(Records of labeled points)
○ ○ ○

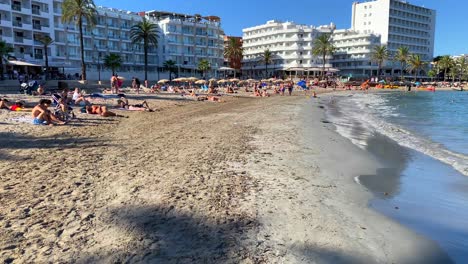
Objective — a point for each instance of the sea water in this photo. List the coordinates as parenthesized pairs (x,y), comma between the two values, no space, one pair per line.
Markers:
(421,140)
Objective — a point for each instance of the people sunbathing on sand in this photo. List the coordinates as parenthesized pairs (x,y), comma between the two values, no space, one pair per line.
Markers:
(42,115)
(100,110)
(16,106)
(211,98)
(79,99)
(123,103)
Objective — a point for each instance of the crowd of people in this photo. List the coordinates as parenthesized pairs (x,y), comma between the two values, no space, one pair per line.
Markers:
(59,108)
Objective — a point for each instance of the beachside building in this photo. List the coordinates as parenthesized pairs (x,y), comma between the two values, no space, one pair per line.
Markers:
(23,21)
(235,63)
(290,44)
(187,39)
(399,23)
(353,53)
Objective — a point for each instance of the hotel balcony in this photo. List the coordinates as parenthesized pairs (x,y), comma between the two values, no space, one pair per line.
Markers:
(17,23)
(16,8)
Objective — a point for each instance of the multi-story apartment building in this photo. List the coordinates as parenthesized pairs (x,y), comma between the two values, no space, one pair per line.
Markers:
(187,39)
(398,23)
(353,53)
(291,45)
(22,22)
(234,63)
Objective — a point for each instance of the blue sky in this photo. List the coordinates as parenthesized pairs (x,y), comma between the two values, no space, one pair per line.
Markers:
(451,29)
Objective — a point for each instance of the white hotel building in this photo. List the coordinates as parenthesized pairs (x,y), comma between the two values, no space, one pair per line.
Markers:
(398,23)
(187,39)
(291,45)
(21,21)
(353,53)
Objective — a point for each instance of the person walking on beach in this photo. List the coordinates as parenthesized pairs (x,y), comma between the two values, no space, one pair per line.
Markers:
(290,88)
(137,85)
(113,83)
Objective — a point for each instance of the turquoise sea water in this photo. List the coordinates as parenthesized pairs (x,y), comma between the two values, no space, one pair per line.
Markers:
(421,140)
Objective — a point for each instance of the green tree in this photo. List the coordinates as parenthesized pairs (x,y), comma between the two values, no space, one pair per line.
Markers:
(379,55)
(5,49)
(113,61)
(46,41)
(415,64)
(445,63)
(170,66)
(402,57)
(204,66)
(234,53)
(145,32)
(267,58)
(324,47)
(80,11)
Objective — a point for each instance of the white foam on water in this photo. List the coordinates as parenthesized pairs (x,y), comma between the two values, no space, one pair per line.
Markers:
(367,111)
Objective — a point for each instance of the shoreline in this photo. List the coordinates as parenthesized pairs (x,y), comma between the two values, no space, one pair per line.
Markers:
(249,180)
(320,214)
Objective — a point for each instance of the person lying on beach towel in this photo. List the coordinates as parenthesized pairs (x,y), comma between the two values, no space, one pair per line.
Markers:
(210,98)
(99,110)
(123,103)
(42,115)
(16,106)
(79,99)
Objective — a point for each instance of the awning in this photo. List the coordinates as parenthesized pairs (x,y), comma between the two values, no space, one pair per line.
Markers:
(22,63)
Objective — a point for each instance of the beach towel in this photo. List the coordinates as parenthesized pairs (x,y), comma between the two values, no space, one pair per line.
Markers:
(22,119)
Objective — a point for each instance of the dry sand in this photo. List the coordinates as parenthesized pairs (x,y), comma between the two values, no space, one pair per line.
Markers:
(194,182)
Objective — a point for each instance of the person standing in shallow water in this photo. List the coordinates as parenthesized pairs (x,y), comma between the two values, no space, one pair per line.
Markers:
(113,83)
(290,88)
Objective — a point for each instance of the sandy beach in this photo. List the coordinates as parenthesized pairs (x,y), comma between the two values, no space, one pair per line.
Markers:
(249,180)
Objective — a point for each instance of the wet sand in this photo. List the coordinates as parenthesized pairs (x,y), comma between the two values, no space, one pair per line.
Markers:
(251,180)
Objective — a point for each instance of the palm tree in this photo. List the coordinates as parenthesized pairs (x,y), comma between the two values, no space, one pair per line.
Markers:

○ ○ ○

## What to do
Pictures are to be left out; the records above must be repeated word for word.

## Correct output
Objective — a point for each instance of the sea water in this photo. List the coordinates as parenthesized pairs (x,y), comma between the two values, no space, one pair per line.
Markers:
(421,140)
Objective — a point for each instance of the people sunbathing on sand in this photo. List the coordinates as parenthesized pairs (x,y), comma between the two values, no space, one pair per line.
Markers:
(42,115)
(100,110)
(16,106)
(211,98)
(79,99)
(123,103)
Objective — a point for each instance of the crowd of people in this photo. List the coordinates as parenthesized pairs (x,y), comma between the two values, no space, one pair per line.
Markers:
(59,108)
Objective — a point for each instance of the beachside building in this photo. List the coordinates as parenthesized pairs (x,y), comma between the two values, no space, one pair per line.
Markers:
(23,21)
(235,63)
(290,44)
(187,39)
(399,23)
(353,53)
Objective — a point for each instance of the hotel balcony in this photo. List the coordinates as parenthesized pairs (x,y), comma between the two values, no space, one pair per line.
Markers:
(17,23)
(16,8)
Objective — a point for each instance of the multi-story apartment building in this photo. List the coordinates as parenthesized pairs (x,y), comma between the two values, no space, one pair per line.
Markers:
(187,39)
(398,23)
(353,53)
(291,45)
(22,22)
(234,63)
Objective — a point for each instance of the blue sky in this photo. List the coordinates as parenthesized pairs (x,y), comma between the two values, no space, one pair per line.
Markers:
(451,29)
Objective — a point for each instance of the white hotel building in this photo. List the coordinates as parenthesized pairs (x,y), comma between the two values, no space, one pair per line.
Markers:
(398,23)
(187,39)
(291,45)
(21,21)
(353,53)
Objective — a point for each instance of the person walking on beach in this photo. List the coordinates as parenthesized pairs (x,y), comma between the two values, no space, one pair per line.
Markers:
(290,88)
(137,85)
(113,83)
Objective — a point for each instance of the turquoise sea water in this photo. List the coordinates as parenthesized pairs (x,y), comma between the two values, no space, one pair per line.
Markers:
(421,140)
Objective — a point for each instance of the green tree in this photo. List the coordinates as parenthesized pairs (x,y), comma between the two values, no space, one pair per line.
Markers:
(379,55)
(5,49)
(113,61)
(46,41)
(415,64)
(445,63)
(170,66)
(402,57)
(204,66)
(234,53)
(145,32)
(267,58)
(324,47)
(80,11)
Objective — a point for each instance of the white foam on water in this photo. List the coordinates as parenthesized pairs (x,y), comma between the two values, no space, one pair per line.
Markers:
(367,111)
Objective — a point for each instance of the shoreline in this photo. List the coordinates as parenthesized pairs (x,y), comma between the two values, no space, one pair per line.
Markers:
(249,180)
(320,214)
Objective — a point for each instance of the person lying on beach towel in this photo. List the coordinates as parenthesized pairs (x,y), comma between the two values, no space, one pair per line.
Markers:
(210,98)
(99,110)
(123,103)
(42,115)
(16,106)
(79,99)
Objective — a point for each instance of the awning in this photo. List the coordinates as parenthesized pairs (x,y), comma between the two values, no space, one pair per line.
Markers:
(22,63)
Objective — a point for each instance of the beach towel in this photo. List the coordinates as parenthesized pairs (x,y), comma between the two values, no space, one pair per line.
Markers:
(22,119)
Objective — a point for each instance of the dry sand in this photo. List the coordinates as parenthesized pairs (x,y), comma between the two values, no space, one pair per line.
Markers:
(194,182)
Objective — a point for each instance of the person standing in shallow water in this photo. List the coordinates as parenthesized pairs (x,y), comma between the two values, no space, one pair per line.
Markers:
(113,83)
(290,88)
Objective — a point for each instance of the sandy beach in this photo. List the coordinates as parenthesized pairs (x,y), comma between the two values, no space, one pair per line.
Markers:
(249,180)
Objective — a point for each instance of the wet sand in this photo. List the coordinates as parenthesized pairs (x,y), comma between the two values, no space, one pair per line.
Markers:
(251,180)
Objective — a point for each instance of the palm tree in this photo. List the coordinates as parenthesized pairs (x,y), comma between the two values, no space, one pair per line.
Markers:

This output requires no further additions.